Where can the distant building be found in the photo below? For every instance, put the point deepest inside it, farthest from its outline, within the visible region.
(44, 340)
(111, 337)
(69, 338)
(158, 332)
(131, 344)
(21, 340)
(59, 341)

Written problem — Present every line of the entries above as a Markdown table with the columns Row and Line, numbering the rows in order and omitting any blank lines.

The completed task —
| Row | Line |
|---|---|
| 1 | Where can the distant building be found in the photo below? For every instance, put the point deepest inside it, farthest from its outline, within the visible region. |
| 2 | (44, 340) |
| 3 | (111, 337) |
| 4 | (69, 338) |
| 5 | (158, 332) |
| 6 | (131, 344) |
| 7 | (21, 340) |
| 8 | (59, 341) |